= Activity 1 =
Answer these questions about the science news post below, one line each, marked (a), (b) and (c):
(a) Which imaging technique did the Florida State University team use?
(b) What length does the white bar in the HIV picture represent?
(c) What does the abbreviation FRET stand for?
= Activity 2 =
The science news post below describes several pictures of HIV and SIV particles. List each picture and what it shows.
┌─ Excerpted passage
One of the best things about being a research scientist is that there is always good news to be had from somewhere in my own field or one close by. It always cheers me up to be reminded that the knowledge base is growing every day.
Closest look yet at HIV surface: a Florida State University team has used electron tomography to put together the most detailed images ever seen of the surface of HIV and SIV (S = “simian”) particles. The pictures on the right show engineered SIV expressing high levels of the surface protein gp120 (indicated by arrows), from above (right) and from the side (far right). The propeller-like shape of the gp120 trimer can be clearly seen in the top-down view and again in the close-up below (also from above).
The final picture shows a wild type HIV particle, showing the much lower density of gp120 (which came as a surprise; most researchers thought it would look like the SIV pictures). The white bar in the HIV picture is 100 nm, about 1/500th the thickness of a human hair; the same scale applies to the SIV pictures.
This is neat, but it isn’t new: FRET (fluorescence resonance energy transfer) has been around for a while. The basic idea is to take two fluorescent molecules whose excitation and emission spectra overlap in such a way as to make it possible to excite one using the emission of the other. If you put energy in to the system at the lower excitation frequency and get back light at the higher emission frequency, it proves that the two molecules are in close contact. If you’ve attached one to protein A and one to protein B, wherever you see the higher frequency emission proteins A and B must be very close together (interacting); you can do this in a living cell to see when and where A and B interact. What’s new in this study is that the two fluorophores have been attached to opposite ends of a single molecule which happens to fold differently in its active and inactive states. That’s neat, because it allows you to monitor the activation state of the protein by monitoring the emission from the fluorophores. It’s true that this is “the first probe of its kind that allows us to actually see in a living system where, when and how proteins are activated”, but only because that’s very narrowly defined, and the authors do not claim (as the article does) that it’s an entirely new kind of probe. Bad reporter, no vodka.
└─
┌─ Provided records
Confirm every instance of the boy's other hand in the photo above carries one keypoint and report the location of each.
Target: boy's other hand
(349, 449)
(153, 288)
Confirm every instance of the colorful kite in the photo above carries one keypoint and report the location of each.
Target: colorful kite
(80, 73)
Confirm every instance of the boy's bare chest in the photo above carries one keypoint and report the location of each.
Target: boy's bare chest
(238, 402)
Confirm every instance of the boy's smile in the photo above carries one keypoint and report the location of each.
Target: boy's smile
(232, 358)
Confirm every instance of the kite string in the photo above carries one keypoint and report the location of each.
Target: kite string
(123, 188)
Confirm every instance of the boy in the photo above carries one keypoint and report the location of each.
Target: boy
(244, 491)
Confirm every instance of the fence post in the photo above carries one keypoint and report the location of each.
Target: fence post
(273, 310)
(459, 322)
└─
= Written response 1 =
(a) Electron tomography
(b) 100 nm
(c) Fluorescence resonance energy transfer

= Written response 2 =
- Engineered SIV expressing high levels of the surface protein gp120, seen from above
- The same engineered SIV, seen from the side
- A close-up, also from above, showing the propeller-like shape of the gp120 trimer
- A wild type HIV particle, showing a much lower density of gp120